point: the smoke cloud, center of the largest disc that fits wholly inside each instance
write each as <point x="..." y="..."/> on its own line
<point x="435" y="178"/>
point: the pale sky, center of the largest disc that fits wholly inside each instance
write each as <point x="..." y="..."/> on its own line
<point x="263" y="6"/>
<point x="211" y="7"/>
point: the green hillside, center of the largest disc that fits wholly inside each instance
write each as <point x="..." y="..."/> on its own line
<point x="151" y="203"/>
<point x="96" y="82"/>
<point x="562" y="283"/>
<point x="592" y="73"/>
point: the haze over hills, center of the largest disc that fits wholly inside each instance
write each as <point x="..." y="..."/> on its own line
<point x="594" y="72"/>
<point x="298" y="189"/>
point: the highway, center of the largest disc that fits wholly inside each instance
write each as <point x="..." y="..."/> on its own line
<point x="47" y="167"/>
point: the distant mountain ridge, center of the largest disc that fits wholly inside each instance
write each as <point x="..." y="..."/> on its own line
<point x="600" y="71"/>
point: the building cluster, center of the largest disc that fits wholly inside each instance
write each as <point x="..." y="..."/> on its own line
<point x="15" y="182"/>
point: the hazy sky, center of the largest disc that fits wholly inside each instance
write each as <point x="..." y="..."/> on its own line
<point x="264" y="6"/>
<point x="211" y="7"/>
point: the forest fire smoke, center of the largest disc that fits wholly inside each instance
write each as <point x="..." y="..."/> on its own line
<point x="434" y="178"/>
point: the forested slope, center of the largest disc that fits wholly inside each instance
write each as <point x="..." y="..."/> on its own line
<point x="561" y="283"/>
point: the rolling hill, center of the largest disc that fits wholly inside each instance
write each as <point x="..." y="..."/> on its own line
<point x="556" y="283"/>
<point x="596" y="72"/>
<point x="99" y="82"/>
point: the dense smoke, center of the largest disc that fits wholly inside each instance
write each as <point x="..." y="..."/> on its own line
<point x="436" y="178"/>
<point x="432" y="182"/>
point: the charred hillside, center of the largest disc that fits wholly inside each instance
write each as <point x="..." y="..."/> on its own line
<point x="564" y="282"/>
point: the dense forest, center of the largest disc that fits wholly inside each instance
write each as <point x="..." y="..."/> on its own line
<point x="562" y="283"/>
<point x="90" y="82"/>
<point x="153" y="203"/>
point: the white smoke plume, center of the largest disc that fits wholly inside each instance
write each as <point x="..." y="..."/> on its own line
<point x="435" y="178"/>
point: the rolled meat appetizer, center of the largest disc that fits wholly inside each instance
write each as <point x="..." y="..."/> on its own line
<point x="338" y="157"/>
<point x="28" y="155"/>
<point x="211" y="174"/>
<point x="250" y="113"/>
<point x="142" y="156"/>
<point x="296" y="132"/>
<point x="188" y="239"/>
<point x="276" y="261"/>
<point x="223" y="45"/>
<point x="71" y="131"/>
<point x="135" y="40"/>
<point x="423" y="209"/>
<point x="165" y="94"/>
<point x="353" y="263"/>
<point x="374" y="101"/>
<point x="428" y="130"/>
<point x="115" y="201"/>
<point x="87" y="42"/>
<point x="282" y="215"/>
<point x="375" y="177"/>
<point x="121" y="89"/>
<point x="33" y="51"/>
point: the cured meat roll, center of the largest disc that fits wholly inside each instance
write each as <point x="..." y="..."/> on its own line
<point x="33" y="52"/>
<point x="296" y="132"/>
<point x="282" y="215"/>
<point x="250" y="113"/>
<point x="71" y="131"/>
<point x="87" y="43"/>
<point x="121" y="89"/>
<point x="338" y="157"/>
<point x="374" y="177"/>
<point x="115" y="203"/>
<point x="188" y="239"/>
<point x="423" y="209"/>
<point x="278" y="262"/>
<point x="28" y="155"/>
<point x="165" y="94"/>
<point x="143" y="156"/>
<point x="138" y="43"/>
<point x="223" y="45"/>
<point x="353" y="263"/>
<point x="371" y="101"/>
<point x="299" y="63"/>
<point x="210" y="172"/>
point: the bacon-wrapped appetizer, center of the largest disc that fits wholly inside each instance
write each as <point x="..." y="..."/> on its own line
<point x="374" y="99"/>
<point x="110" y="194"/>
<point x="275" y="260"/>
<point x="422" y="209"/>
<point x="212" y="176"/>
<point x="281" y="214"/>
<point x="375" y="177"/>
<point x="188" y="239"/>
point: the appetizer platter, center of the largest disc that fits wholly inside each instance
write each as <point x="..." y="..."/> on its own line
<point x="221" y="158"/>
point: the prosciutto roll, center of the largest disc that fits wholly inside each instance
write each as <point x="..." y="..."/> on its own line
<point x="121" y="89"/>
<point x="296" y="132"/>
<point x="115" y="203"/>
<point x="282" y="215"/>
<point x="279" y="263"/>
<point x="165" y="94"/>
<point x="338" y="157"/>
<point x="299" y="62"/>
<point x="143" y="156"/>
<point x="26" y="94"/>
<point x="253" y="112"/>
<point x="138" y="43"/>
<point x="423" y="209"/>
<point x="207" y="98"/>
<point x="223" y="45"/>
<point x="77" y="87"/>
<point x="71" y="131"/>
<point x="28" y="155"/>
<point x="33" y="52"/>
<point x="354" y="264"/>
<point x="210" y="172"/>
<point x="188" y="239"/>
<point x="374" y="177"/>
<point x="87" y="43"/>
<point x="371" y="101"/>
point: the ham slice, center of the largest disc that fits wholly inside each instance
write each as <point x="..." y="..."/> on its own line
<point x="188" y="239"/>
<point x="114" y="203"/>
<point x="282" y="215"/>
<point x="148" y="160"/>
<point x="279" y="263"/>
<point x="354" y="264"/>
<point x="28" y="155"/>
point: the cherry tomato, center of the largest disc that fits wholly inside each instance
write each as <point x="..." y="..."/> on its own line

^^^^^^^^

_Exercise prompt_
Write all the data out again, word for word.

_Exercise solution_
point: the smoke cloud, center of the largest disc that fits wholly inside each instance
write each as <point x="..." y="..."/> on its own line
<point x="435" y="178"/>
point: the pale sky, center of the largest disc that fits wholly inside each instance
write each as <point x="..." y="..."/> on its own line
<point x="263" y="6"/>
<point x="211" y="7"/>
point: the green hillside, center of the largest disc that fits wholly inside each instance
write each as <point x="..." y="..."/> on its own line
<point x="151" y="203"/>
<point x="96" y="82"/>
<point x="562" y="283"/>
<point x="592" y="73"/>
point: the haze over hills, center of the largest disc that fits wholly inside each instance
write each as <point x="..." y="..."/> on its own line
<point x="594" y="72"/>
<point x="298" y="189"/>
point: the highway, center of the largest disc that fits wholly inside each instance
write each as <point x="..." y="..."/> on its own line
<point x="47" y="167"/>
point: the distant mountain ridge, center of the largest disc that fits wholly inside each instance
write each as <point x="..." y="..."/> on its own line
<point x="600" y="71"/>
point: the building cluster, center of the largest disc that fits wholly inside each instance
write each as <point x="..." y="..."/> on its own line
<point x="15" y="182"/>
point: the hazy sky, center of the largest disc that fits wholly inside each instance
write each as <point x="..." y="..."/> on its own line
<point x="264" y="6"/>
<point x="211" y="7"/>
point: the forest fire smoke, center of the largest disc that fits wholly inside each instance
write each as <point x="..." y="..."/> on its own line
<point x="434" y="178"/>
point: the forested slope, center of the largest disc that fits wholly inside each instance
write each as <point x="..." y="..."/> on its own line
<point x="561" y="283"/>
point: the rolling hill, center of the largest disc that fits wholly inside each instance
write each as <point x="..." y="..."/> on its own line
<point x="556" y="283"/>
<point x="596" y="72"/>
<point x="99" y="82"/>
point: the dense smoke, center of the largest disc that fits wholly inside each instance
write each as <point x="..." y="..."/> on its own line
<point x="436" y="178"/>
<point x="432" y="182"/>
point: the charred hillside, center of the largest disc that fits wholly inside each instance
write each as <point x="..." y="..."/> on its own line
<point x="564" y="282"/>
point: the dense forest, center of the largest disc that fits wholly inside each instance
write each as <point x="..." y="..."/> on its own line
<point x="562" y="283"/>
<point x="90" y="82"/>
<point x="153" y="203"/>
point: the white smoke plume, center of the largest disc that fits wholly inside each instance
write each as <point x="..." y="..."/> on its own line
<point x="435" y="178"/>
point: the rolled meat appetizer, center of the largest disc that fits wholly inside each instance
write each as <point x="..." y="..."/> on its own line
<point x="338" y="157"/>
<point x="28" y="155"/>
<point x="211" y="174"/>
<point x="250" y="113"/>
<point x="142" y="156"/>
<point x="296" y="132"/>
<point x="188" y="239"/>
<point x="276" y="261"/>
<point x="223" y="45"/>
<point x="71" y="131"/>
<point x="135" y="40"/>
<point x="423" y="209"/>
<point x="165" y="94"/>
<point x="353" y="263"/>
<point x="374" y="101"/>
<point x="428" y="130"/>
<point x="115" y="201"/>
<point x="87" y="42"/>
<point x="282" y="215"/>
<point x="375" y="177"/>
<point x="121" y="89"/>
<point x="33" y="51"/>
point: the cured meat roll, center of the largest disc that fits wholly inside each instance
write each as <point x="..." y="..."/> on its own line
<point x="33" y="52"/>
<point x="296" y="132"/>
<point x="282" y="215"/>
<point x="250" y="113"/>
<point x="71" y="131"/>
<point x="87" y="43"/>
<point x="121" y="89"/>
<point x="338" y="157"/>
<point x="374" y="177"/>
<point x="115" y="203"/>
<point x="188" y="239"/>
<point x="423" y="209"/>
<point x="278" y="262"/>
<point x="28" y="155"/>
<point x="165" y="94"/>
<point x="143" y="156"/>
<point x="138" y="43"/>
<point x="223" y="45"/>
<point x="353" y="263"/>
<point x="371" y="101"/>
<point x="299" y="63"/>
<point x="210" y="172"/>
point: the bacon-wrapped appetizer, center of the largest disc that fits wholly inside each instance
write each as <point x="..." y="..."/> on its own line
<point x="374" y="99"/>
<point x="110" y="194"/>
<point x="275" y="260"/>
<point x="422" y="209"/>
<point x="212" y="176"/>
<point x="281" y="214"/>
<point x="375" y="177"/>
<point x="188" y="239"/>
point: the appetizer platter, center of the largest disc that fits wholly inside each instance
write each as <point x="..." y="..."/> on its own line
<point x="221" y="158"/>
point: the prosciutto roll, center of the largest disc that fits wholly inside each instance
write each as <point x="..." y="..."/> on its own line
<point x="121" y="89"/>
<point x="296" y="132"/>
<point x="115" y="203"/>
<point x="282" y="215"/>
<point x="279" y="263"/>
<point x="165" y="94"/>
<point x="338" y="157"/>
<point x="299" y="62"/>
<point x="143" y="156"/>
<point x="26" y="94"/>
<point x="253" y="112"/>
<point x="138" y="43"/>
<point x="423" y="209"/>
<point x="207" y="98"/>
<point x="223" y="45"/>
<point x="77" y="87"/>
<point x="71" y="131"/>
<point x="28" y="155"/>
<point x="33" y="52"/>
<point x="354" y="264"/>
<point x="210" y="172"/>
<point x="188" y="239"/>
<point x="374" y="177"/>
<point x="87" y="43"/>
<point x="371" y="101"/>
point: the ham slice, center of the largest disc that fits wholly inside each instance
write each as <point x="..." y="..."/> on its own line
<point x="188" y="239"/>
<point x="114" y="203"/>
<point x="282" y="215"/>
<point x="148" y="160"/>
<point x="279" y="263"/>
<point x="354" y="264"/>
<point x="28" y="155"/>
point: the cherry tomato, center of the largest disc that fits wholly inside each instance
write each as <point x="..." y="..."/> on its own line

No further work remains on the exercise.